• **Problem A**
In the passage on food prices, by what percentage did the FAO price index rise in May?
• **Problem B**
List every cause that the passage on food prices says is behind the historic increase in food prices.

The most important thing is not the percentage, it is the arguments they use to put it in the first place. The anguish about inflation no longer has to do with current data, the price of raw materials or the expectations that the market manages, which are considered as ” transitory “, but because of the price that food has reached in the world.
The UN agency for Food and Agriculture, FAO, issued a serious warning at the beginning of the month about the increase in prices of basic food around the world. Its price index increased 39.7% in May to reach 2011 levels .
The pandemic only temporarily averted the perfect storm over the food sector, the organization explained. China’s voracity for basic grains, such as wheat, or soybeans, products that serve as a food base for much of the world and for the meat industry, the severe drought in Brazil, one of the main pantries on the planet, and the skyrocketing prices of vegetable oils to meet the energy demand for biodiesel are behind a historic increase in food prices.
The fear of the recession and strong falls of the stock market disappear
The report highlights that concern about a global recession has disappeared in investors’ minds. And that a large percentage suggest that the peak of growth is already very close. 35% see that the cycle will reach its maximum level in the fourth quarter of 2021 , while 29% say that it will be the first quarter of next year. Among the reasons they put forward is the prospect of a withdrawal of fiscal and monetary support.
“There are already many signs that economic support in the face of the pandemic is firmly in decline,” they say from Bank of America. “Fiscal policy measures are nearing an end and global money supply growth is fading, with the expiration of the cycle and the PEPP (ECB’s Pandemic Emergency Purchasing Program) approaching its end date, we believe that the fourth quarter is set for a more pronounced period of credit facility decompression, “they warn.

• **Record excerpts**

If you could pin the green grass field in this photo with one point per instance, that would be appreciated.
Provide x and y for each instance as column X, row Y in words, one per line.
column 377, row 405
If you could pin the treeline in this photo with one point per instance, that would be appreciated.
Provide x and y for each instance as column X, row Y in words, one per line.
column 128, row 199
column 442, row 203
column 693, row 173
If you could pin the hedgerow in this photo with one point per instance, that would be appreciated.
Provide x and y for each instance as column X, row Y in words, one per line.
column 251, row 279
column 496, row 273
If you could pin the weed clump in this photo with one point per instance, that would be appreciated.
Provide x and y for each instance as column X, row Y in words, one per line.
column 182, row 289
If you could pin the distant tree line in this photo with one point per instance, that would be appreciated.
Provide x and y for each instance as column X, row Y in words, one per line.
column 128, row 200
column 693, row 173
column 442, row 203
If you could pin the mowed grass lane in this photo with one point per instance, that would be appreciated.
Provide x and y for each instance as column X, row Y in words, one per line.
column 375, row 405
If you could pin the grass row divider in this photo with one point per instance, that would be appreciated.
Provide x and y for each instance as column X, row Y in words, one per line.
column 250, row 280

• **Task result A**
39.7%

• **Task result B**
- China's voracity for basic grains, such as wheat, or soybeans
- The severe drought in Brazil
- The skyrocketing prices of vegetable oils to meet the energy demand for biodiesel